Exercises to complete.
1. In the Db2 partitioning blog post, how many rows must a DB2 for z/OS table have to count as larger?
2. According to the Db2 partitioning blog post, why should a new table go in a universal table space? Explain in one to three sentences.

--- Begin Document extract ---

Robert's Db2 blog: For a Large DB2 for z/OS Table, Should You Go With Partition-by-Range or Partition-by-Growth?

Wednesday, May 13, 2015

For a Large DB2 for z/OS Table, Should You Go With Partition-by-Range or Partition-by-Growth?

There are several aspects to this question: What do I mean by "large?" Is the table in question new, or does it exist already? What is the nature of the data in the table, and how will that data be accessed and maintained? I'll try to cover these various angles in this blog entry, and I hope that you will find the information provided to be useful.

What is a "large" table?

Why even ask this question? Because the relevance of the partition-by-range (PBR) versus partition-by-growth (PBG) question is largely dependent on table size. If a table is relatively small, the question is probably moot because it is unlikely that range-partitioning a smaller table will deliver much value. Partitioning by growth would, in that case, be the logical choice (for many smaller tables, given the default DSSIZE of 4G, a PBG table space will never grow beyond a single partition).

OK, so what is "smaller" and what is "larger" when you're talking about a DB2 for z/OS table? There is, of course, no hard and fast rule here. In my mind, a larger DB2 for z/OS table is one that has 1 million or more rows. That's not to say that a table with fewer than 1 million rows would never be range-partitioned -- it's just that the benefits of range-partitioning are likely to be more appealing for a table that holds (or will hold) millions of rows (or more).

When the table in question is a new one

This, to me, is the most interesting scenario, because it is the one in which the options are really wide open. I'll start be saying that you definitely want to go with a universal table space here, primarily because a number of recently delivered DB2 features and functions require the use of universal table spaces. But should the table space be PBR or PBG? A partition-by-growth table space can be as large as a partition-by-range table space, so that's not a differentiator. What, then, would be your criteria?

To me, the appeal of a PBG table space is mostly a factor of it being a labor-saving device for DB2 for z/OS DBAs. PBG table spaces have an almost "set it and forget it" quality. There is no need to identify a partitioning key, no need to determine partition limit key values, no worries about one partition getting to be much larger than others in a table space. You just choose reasonable DSSIZE and MAXPARTITION values, and you're pretty much done -- you might check back on the table space once in a while, to see if the MAXPARTITION value should be bumped up, but that's about it. Pretty sweet deal if you're a DBA.

--- End Document extract ---
--- Begin Provided information ---

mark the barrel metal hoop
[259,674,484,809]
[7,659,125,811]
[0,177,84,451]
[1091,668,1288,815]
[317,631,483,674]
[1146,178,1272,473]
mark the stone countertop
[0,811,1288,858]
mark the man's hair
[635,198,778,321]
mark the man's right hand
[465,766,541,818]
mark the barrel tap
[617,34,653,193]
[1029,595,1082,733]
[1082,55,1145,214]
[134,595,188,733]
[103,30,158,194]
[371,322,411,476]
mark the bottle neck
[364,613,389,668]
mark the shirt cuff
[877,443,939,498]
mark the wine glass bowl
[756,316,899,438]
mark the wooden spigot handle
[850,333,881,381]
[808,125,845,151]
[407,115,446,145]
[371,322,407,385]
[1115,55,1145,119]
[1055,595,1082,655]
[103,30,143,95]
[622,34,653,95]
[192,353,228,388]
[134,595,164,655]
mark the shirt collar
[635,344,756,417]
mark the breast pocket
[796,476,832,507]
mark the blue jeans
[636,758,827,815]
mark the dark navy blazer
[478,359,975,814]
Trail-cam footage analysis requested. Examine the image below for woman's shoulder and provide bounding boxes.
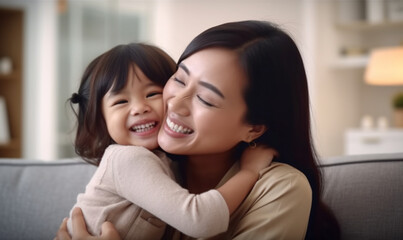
[254,162,312,201]
[258,162,310,189]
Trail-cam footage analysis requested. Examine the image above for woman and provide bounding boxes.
[55,21,338,239]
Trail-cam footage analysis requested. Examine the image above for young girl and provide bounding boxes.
[68,43,273,239]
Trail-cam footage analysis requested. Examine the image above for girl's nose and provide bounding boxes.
[130,101,151,116]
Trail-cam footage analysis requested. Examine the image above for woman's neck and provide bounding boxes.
[184,152,236,193]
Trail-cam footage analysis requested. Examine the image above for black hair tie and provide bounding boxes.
[70,93,81,103]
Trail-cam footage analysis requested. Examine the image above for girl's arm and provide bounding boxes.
[109,145,272,238]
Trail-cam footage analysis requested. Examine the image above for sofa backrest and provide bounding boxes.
[321,153,403,239]
[0,159,96,239]
[0,153,403,240]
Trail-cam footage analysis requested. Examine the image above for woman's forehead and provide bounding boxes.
[179,48,247,91]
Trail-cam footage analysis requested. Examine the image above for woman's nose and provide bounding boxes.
[167,93,192,116]
[130,101,151,116]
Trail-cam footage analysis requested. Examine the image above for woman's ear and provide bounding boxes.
[244,124,267,143]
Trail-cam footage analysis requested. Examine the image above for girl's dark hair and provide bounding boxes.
[68,43,176,165]
[178,21,340,239]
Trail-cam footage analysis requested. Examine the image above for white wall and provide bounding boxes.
[152,0,303,60]
[0,0,57,160]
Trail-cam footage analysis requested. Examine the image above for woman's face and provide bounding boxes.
[158,48,251,155]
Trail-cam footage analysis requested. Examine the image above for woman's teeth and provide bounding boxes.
[167,118,193,134]
[132,122,157,132]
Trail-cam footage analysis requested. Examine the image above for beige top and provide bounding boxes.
[173,162,312,240]
[68,144,229,239]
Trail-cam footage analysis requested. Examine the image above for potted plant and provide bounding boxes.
[393,92,403,128]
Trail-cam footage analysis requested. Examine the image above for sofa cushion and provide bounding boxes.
[0,159,96,239]
[322,153,403,239]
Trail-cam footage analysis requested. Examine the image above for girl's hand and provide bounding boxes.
[241,146,278,174]
[54,208,120,240]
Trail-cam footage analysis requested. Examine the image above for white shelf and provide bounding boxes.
[332,55,369,69]
[336,21,403,31]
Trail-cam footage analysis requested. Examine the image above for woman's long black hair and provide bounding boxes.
[178,21,339,239]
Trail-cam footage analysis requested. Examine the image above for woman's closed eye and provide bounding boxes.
[174,77,186,86]
[196,95,216,107]
[146,91,162,98]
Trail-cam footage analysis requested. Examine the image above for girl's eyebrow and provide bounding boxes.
[178,63,225,99]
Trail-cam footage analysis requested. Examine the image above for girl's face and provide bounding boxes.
[158,48,252,155]
[102,66,164,149]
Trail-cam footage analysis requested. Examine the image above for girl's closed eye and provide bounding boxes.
[146,91,162,98]
[112,99,128,106]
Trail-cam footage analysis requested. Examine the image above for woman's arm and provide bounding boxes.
[227,163,312,240]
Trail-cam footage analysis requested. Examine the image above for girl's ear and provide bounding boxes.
[244,124,267,143]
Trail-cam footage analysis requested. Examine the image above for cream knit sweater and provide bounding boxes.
[68,144,229,239]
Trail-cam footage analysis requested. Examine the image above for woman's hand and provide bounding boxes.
[54,208,121,240]
[241,145,278,174]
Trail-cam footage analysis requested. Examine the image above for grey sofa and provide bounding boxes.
[0,153,403,239]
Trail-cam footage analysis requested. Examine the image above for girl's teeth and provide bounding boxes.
[132,122,156,132]
[167,118,193,134]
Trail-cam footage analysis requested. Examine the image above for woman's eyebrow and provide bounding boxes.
[178,63,225,99]
[179,63,190,75]
[199,81,225,99]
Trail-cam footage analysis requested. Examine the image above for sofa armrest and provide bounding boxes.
[0,159,96,239]
[321,153,403,239]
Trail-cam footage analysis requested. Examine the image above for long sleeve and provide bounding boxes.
[173,162,312,240]
[105,145,229,237]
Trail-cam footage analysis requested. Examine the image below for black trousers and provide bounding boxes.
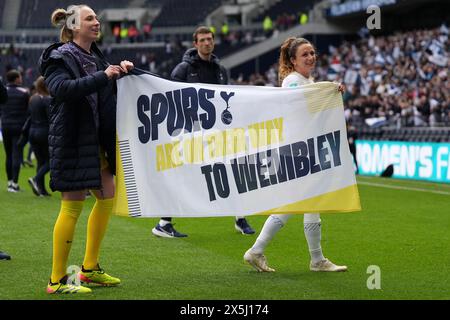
[30,128,50,193]
[2,128,23,183]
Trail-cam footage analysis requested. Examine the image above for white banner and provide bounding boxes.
[114,74,360,217]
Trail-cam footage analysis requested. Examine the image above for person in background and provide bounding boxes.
[152,26,255,238]
[28,76,51,196]
[0,80,11,260]
[0,70,30,193]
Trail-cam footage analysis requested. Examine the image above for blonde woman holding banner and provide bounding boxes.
[244,38,347,272]
[39,5,133,294]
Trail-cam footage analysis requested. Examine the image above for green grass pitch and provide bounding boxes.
[0,146,450,300]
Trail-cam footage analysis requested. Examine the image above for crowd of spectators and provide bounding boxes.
[1,25,450,127]
[235,25,450,127]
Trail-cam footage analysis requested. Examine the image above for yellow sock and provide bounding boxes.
[51,200,83,283]
[83,199,113,270]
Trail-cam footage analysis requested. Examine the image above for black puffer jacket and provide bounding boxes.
[39,43,116,191]
[0,83,30,132]
[171,48,228,84]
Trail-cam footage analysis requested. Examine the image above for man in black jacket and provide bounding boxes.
[152,27,255,238]
[0,70,30,192]
[0,80,11,260]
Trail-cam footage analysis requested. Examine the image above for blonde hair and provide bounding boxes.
[278,37,314,85]
[51,4,89,43]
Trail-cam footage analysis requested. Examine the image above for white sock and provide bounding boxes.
[159,219,172,227]
[252,214,291,254]
[303,213,325,263]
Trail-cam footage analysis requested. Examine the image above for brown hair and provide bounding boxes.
[34,76,50,96]
[192,26,214,43]
[278,37,312,85]
[51,4,89,43]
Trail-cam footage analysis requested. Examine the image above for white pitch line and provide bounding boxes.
[358,181,450,195]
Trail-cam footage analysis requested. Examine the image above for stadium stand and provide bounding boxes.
[0,0,450,142]
[253,0,319,22]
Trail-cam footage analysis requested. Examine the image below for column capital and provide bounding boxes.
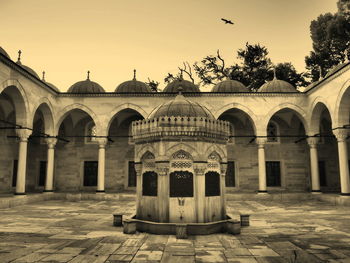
[333,129,348,142]
[255,137,267,148]
[95,137,108,148]
[16,129,32,142]
[45,137,57,149]
[306,137,319,148]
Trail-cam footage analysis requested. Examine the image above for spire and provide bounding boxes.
[273,67,277,79]
[318,65,322,81]
[17,50,22,63]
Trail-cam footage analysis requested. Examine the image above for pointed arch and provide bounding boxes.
[214,103,258,134]
[31,97,55,135]
[308,97,333,135]
[55,103,101,135]
[0,79,28,127]
[259,103,309,135]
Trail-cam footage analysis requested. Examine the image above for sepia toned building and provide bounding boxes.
[0,48,350,200]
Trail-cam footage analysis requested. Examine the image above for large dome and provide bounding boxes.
[67,71,105,93]
[149,94,215,119]
[16,50,40,79]
[115,70,152,93]
[0,47,11,59]
[258,75,298,92]
[211,79,249,92]
[163,79,200,93]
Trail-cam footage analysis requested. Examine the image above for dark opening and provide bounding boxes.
[170,171,193,197]
[205,172,220,196]
[84,161,98,186]
[142,172,158,196]
[318,161,327,186]
[225,161,236,187]
[266,162,281,186]
[38,161,47,186]
[12,160,18,187]
[128,161,136,187]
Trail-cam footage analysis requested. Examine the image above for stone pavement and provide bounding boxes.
[0,201,350,263]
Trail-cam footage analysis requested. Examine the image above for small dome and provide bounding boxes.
[16,50,40,79]
[211,79,249,92]
[0,47,11,59]
[41,71,60,92]
[325,62,349,78]
[149,94,215,119]
[67,71,105,93]
[163,79,201,93]
[258,70,298,92]
[115,70,152,93]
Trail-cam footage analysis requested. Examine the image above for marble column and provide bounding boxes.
[307,137,321,194]
[15,129,32,195]
[44,138,57,192]
[256,138,267,193]
[96,138,108,193]
[334,129,350,196]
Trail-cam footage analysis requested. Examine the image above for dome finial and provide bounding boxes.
[318,65,322,80]
[17,50,22,62]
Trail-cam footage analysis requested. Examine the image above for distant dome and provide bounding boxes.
[67,71,105,93]
[258,72,298,92]
[0,47,11,59]
[211,79,249,92]
[148,94,215,119]
[16,50,40,79]
[163,79,201,93]
[325,61,349,78]
[41,71,60,92]
[115,70,152,93]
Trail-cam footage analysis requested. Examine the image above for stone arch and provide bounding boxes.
[135,144,155,162]
[213,103,258,134]
[31,98,55,135]
[333,79,350,127]
[0,79,32,127]
[167,143,199,160]
[55,103,101,135]
[103,103,148,134]
[308,97,333,135]
[205,145,227,161]
[259,103,309,136]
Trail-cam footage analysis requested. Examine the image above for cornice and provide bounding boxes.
[0,53,59,95]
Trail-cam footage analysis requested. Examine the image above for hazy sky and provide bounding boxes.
[0,0,337,91]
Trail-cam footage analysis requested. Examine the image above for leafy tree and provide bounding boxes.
[305,0,350,81]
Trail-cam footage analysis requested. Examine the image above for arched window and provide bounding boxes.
[267,121,280,143]
[85,121,97,143]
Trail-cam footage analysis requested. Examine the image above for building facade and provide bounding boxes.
[0,49,350,195]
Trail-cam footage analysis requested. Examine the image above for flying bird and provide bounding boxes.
[221,18,233,25]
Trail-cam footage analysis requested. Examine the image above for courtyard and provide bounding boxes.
[0,200,350,263]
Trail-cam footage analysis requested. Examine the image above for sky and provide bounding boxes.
[0,0,337,91]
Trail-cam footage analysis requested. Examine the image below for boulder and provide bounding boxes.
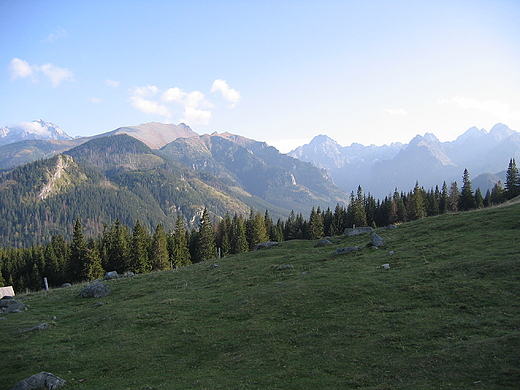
[314,239,332,248]
[345,226,374,237]
[11,372,67,390]
[368,233,386,247]
[0,297,27,313]
[78,282,110,298]
[253,241,278,251]
[332,246,359,255]
[274,264,294,271]
[103,271,119,280]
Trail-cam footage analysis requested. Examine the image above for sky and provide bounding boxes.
[0,0,520,152]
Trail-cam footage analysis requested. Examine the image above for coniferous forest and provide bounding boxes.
[0,159,520,291]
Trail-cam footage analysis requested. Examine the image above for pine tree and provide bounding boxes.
[170,215,191,268]
[459,169,477,211]
[128,220,152,274]
[150,224,170,271]
[308,207,323,240]
[448,181,460,212]
[504,158,520,199]
[83,239,105,280]
[196,208,217,261]
[475,187,484,209]
[68,218,87,282]
[231,214,249,254]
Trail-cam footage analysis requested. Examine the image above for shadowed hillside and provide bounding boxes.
[0,202,520,390]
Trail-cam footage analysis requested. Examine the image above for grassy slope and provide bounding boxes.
[0,203,520,390]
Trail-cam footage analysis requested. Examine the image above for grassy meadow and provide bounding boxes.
[0,202,520,390]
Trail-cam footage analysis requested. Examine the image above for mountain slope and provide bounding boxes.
[0,203,520,390]
[289,123,520,199]
[161,133,347,213]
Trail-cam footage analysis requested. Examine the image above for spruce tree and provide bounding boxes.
[150,224,170,271]
[504,158,520,199]
[128,220,152,274]
[68,218,87,282]
[231,214,249,254]
[459,169,477,211]
[196,208,217,261]
[170,215,191,268]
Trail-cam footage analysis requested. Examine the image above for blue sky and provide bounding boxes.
[0,0,520,152]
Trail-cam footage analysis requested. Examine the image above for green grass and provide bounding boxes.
[0,203,520,390]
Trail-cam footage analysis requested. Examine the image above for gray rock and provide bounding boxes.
[274,264,294,271]
[11,372,67,390]
[345,226,374,237]
[368,233,386,247]
[253,241,278,251]
[332,246,359,255]
[78,282,110,298]
[314,239,332,248]
[24,322,49,332]
[0,297,27,313]
[103,271,119,280]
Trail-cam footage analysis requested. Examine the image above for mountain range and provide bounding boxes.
[0,119,348,246]
[0,120,520,245]
[288,123,520,198]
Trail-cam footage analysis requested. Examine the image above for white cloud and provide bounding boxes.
[40,63,74,87]
[383,108,408,116]
[9,58,74,87]
[105,79,121,89]
[43,28,68,43]
[16,122,50,136]
[161,87,186,103]
[130,80,240,125]
[9,58,35,80]
[130,85,171,118]
[211,79,242,106]
[437,95,520,123]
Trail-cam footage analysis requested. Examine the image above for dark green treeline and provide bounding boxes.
[0,166,520,291]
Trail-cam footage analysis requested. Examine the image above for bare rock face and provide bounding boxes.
[11,372,67,390]
[78,282,110,298]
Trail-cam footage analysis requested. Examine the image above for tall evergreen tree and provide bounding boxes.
[308,207,324,240]
[196,208,217,261]
[231,214,249,254]
[504,158,520,199]
[150,224,170,271]
[448,181,460,212]
[170,215,191,268]
[128,220,152,274]
[68,218,87,282]
[459,169,477,211]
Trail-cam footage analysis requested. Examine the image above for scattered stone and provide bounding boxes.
[103,271,119,280]
[0,286,14,298]
[314,239,332,248]
[253,241,278,251]
[274,264,294,271]
[332,246,359,255]
[345,226,374,237]
[24,322,50,332]
[78,282,110,298]
[0,297,27,314]
[11,372,67,390]
[367,233,386,247]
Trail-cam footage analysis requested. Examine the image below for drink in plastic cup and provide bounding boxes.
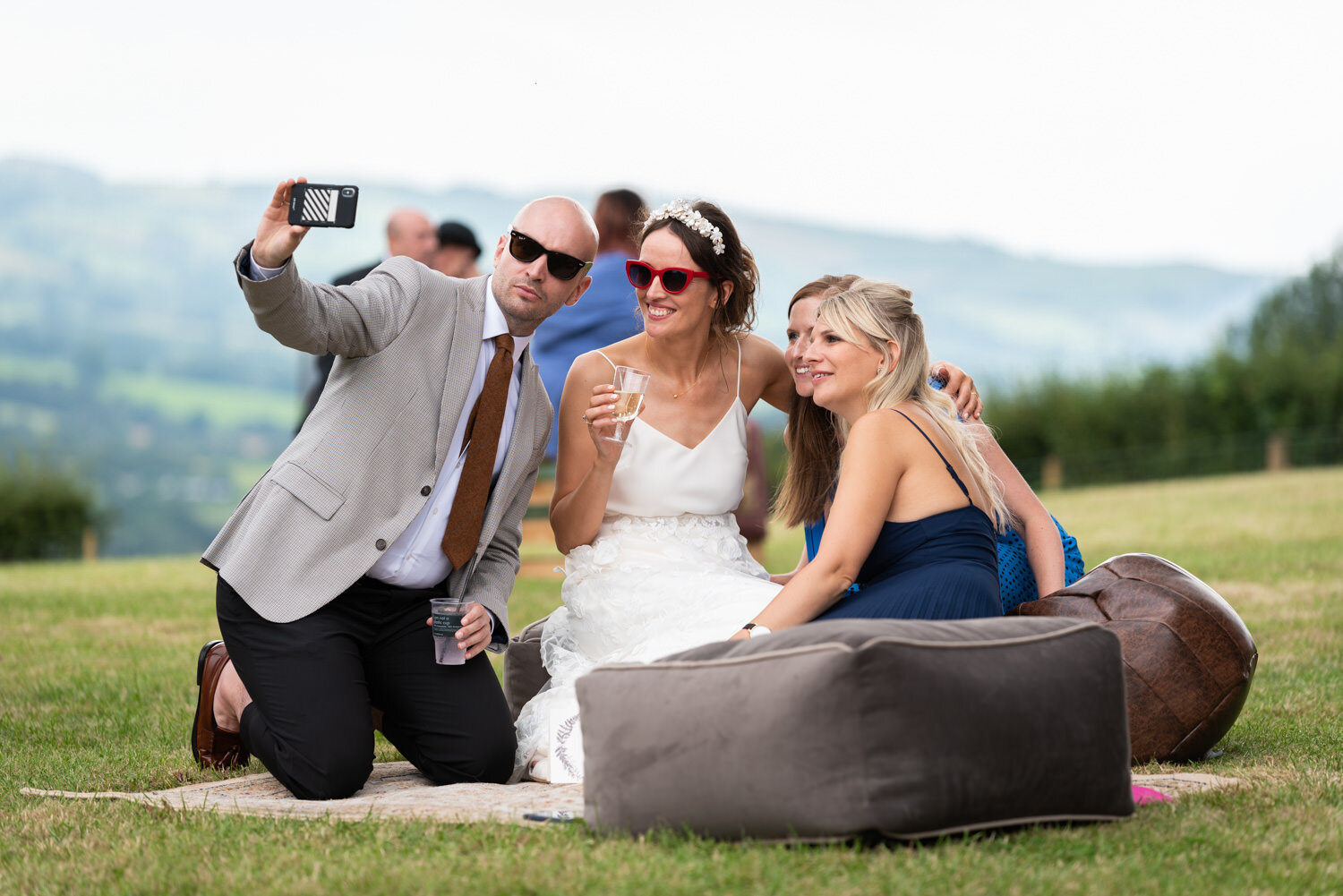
[602,367,650,442]
[429,598,466,666]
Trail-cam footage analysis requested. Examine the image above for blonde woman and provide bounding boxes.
[771,274,1085,612]
[733,279,1010,638]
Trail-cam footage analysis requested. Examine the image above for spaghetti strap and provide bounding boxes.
[738,338,741,397]
[891,407,974,505]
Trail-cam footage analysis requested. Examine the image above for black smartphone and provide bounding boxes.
[289,184,359,227]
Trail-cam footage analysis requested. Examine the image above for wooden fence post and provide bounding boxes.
[1039,454,1064,489]
[1264,431,1292,470]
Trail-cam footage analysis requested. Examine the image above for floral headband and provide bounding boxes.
[644,199,727,255]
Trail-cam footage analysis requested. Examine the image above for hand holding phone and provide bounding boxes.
[289,182,359,228]
[252,177,308,268]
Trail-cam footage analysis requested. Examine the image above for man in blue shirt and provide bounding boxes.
[532,190,647,459]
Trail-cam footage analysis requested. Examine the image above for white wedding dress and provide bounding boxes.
[513,349,779,781]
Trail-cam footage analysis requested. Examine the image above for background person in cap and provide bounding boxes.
[429,220,481,277]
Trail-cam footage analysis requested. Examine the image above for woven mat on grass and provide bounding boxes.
[23,762,583,822]
[23,762,1241,823]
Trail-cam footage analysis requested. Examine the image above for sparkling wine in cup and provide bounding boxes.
[602,367,650,442]
[429,598,466,666]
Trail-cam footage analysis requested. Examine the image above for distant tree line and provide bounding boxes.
[0,457,101,561]
[986,250,1343,486]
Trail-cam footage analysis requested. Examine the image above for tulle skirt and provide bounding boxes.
[513,513,779,781]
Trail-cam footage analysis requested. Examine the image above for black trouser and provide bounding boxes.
[215,577,516,799]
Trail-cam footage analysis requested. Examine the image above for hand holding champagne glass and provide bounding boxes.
[602,367,650,442]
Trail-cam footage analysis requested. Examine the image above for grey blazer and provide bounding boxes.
[201,243,553,642]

--- End Provided information ---

Results in order.
1. 1 million or more rows.

2. A number of recently delivered DB2 features and functions require universal table spaces. For that reason, a universal table space is the definite choice for a new table.